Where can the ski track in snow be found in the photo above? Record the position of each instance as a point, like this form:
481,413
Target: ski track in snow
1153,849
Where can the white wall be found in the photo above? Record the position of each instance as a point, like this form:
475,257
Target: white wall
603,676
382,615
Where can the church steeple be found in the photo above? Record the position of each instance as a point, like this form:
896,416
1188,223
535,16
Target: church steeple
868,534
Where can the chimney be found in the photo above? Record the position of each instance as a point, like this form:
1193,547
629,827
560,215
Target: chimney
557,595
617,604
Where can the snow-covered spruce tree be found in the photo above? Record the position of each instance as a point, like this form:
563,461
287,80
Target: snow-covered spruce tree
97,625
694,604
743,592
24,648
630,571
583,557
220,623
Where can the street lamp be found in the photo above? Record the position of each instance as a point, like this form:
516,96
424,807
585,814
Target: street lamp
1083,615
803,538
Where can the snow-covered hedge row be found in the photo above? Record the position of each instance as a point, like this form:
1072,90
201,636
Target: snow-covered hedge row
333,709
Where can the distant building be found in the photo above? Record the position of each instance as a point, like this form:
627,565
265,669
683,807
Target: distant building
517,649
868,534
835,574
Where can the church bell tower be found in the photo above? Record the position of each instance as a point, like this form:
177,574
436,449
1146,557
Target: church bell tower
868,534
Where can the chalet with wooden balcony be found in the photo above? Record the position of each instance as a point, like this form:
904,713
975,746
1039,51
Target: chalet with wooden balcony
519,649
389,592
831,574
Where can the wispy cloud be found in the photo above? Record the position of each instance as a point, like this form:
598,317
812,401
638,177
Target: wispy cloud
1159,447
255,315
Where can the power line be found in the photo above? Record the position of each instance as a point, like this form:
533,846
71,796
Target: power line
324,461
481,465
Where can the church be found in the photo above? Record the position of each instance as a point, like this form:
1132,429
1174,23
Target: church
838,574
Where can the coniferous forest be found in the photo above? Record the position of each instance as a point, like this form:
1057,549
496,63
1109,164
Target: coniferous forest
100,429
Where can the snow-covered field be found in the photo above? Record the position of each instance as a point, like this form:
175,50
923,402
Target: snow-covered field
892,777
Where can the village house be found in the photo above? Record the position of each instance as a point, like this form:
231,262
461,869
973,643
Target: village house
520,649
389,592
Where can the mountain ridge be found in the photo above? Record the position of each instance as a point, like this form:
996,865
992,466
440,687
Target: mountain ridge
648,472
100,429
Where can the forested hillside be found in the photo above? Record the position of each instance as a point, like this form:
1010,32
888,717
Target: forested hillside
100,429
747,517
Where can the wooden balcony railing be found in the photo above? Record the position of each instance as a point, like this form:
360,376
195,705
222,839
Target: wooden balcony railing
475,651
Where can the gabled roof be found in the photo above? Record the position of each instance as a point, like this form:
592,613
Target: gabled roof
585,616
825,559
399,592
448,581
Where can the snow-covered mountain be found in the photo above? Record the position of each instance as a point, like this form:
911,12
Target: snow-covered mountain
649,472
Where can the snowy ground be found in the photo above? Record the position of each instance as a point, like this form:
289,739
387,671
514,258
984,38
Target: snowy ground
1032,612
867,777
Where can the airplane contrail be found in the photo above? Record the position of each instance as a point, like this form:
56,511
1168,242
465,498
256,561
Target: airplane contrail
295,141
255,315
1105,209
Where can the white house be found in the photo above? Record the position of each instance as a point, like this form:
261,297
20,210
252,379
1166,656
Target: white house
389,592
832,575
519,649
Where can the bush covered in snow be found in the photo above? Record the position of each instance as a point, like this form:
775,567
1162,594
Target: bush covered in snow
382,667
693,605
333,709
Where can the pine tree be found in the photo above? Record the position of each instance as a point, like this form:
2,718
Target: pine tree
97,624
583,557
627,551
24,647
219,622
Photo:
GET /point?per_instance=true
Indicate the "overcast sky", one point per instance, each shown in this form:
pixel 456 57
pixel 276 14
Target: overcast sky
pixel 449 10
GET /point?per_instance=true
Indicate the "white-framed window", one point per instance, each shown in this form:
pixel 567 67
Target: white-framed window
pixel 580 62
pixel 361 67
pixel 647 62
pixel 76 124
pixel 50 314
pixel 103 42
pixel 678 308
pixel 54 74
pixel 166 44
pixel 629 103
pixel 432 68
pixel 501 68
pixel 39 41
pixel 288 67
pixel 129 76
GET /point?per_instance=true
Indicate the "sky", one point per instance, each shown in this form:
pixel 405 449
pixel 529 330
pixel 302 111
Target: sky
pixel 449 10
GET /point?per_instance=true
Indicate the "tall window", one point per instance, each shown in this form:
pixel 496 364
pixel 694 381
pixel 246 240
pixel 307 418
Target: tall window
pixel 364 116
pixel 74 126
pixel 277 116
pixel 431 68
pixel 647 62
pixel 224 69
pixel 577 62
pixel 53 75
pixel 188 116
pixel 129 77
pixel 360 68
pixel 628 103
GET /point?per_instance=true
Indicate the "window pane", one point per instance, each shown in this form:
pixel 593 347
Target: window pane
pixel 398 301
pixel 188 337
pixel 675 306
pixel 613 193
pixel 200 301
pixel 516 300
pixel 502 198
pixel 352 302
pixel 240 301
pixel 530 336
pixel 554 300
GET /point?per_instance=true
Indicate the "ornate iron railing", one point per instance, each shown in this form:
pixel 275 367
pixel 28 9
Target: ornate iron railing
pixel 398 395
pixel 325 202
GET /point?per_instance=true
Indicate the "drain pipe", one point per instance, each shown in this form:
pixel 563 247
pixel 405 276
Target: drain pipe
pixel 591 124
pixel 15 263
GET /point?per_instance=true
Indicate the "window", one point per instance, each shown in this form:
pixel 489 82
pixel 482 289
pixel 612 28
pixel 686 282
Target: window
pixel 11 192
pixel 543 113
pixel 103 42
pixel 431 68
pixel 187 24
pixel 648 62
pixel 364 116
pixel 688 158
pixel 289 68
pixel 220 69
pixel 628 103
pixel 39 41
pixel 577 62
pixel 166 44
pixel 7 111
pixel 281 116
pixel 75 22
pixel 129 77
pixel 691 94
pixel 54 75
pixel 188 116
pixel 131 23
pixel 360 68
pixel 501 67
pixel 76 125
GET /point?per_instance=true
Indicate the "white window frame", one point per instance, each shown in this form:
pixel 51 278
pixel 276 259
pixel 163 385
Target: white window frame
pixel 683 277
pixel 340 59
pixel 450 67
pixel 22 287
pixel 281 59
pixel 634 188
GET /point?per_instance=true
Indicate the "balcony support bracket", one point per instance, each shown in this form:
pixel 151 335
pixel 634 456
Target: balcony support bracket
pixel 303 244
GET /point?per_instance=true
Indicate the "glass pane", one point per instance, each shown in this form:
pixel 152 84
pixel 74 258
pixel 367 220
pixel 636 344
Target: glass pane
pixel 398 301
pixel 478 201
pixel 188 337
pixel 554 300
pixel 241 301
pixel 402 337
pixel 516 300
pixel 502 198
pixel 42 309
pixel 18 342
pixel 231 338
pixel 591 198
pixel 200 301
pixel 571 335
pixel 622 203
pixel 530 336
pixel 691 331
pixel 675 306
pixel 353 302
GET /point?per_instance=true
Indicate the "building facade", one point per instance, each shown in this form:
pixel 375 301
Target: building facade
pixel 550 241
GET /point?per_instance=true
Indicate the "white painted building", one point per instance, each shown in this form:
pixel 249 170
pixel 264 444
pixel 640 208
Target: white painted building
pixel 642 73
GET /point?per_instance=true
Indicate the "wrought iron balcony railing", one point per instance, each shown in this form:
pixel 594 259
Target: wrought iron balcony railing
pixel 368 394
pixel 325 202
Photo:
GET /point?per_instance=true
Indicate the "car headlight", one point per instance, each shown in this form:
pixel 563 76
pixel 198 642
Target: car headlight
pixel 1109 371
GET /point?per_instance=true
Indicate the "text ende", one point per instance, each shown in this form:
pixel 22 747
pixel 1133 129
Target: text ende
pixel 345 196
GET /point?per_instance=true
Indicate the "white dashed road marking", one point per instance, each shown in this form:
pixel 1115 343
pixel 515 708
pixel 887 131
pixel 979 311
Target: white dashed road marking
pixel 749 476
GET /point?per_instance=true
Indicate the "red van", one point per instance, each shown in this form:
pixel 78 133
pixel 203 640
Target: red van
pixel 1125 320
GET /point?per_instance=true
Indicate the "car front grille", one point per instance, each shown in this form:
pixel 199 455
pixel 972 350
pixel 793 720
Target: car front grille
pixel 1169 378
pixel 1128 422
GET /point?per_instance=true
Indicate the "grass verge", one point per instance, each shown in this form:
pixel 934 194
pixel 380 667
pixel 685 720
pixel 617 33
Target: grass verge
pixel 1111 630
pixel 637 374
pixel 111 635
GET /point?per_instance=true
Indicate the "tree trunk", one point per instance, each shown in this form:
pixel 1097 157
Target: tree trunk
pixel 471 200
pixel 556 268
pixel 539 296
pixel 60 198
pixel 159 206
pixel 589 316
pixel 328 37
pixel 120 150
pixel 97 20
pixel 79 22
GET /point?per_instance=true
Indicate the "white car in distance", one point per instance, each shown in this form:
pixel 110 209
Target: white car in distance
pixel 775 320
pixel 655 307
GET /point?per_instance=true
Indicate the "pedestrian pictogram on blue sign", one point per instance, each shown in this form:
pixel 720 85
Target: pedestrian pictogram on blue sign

******

Return exactly, and only, the lines above starting at the line that contains "pixel 612 28" and ending at the line that contains "pixel 163 385".

pixel 612 28
pixel 686 282
Target: window
pixel 11 192
pixel 543 113
pixel 103 42
pixel 431 68
pixel 187 24
pixel 648 62
pixel 364 116
pixel 688 158
pixel 289 68
pixel 220 69
pixel 628 103
pixel 39 41
pixel 577 62
pixel 166 44
pixel 7 111
pixel 281 116
pixel 75 22
pixel 129 77
pixel 691 94
pixel 54 75
pixel 188 116
pixel 131 23
pixel 360 68
pixel 501 67
pixel 76 125
GET /point?per_instance=true
Indicate the "white window frame", one point per instance, each shown in this form:
pixel 51 278
pixel 276 259
pixel 163 385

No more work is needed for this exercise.